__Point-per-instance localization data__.
------------------------------------------------

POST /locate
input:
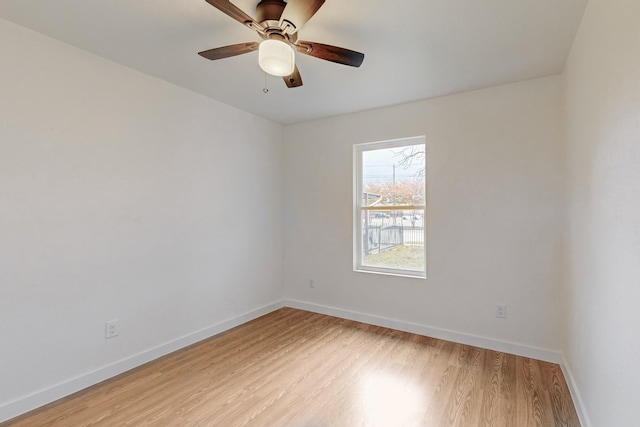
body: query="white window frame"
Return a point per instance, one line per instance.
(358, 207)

------------------------------------------------

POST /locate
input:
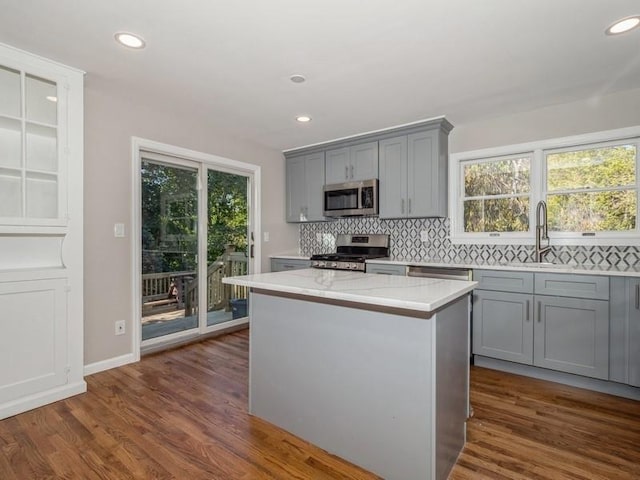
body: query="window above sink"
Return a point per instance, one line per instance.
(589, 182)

------------------------------------------------

__WHAT IS NEEDED__. Check every line of the data for the word "body". The response is the count alone.

__ANSWER AREA__. 2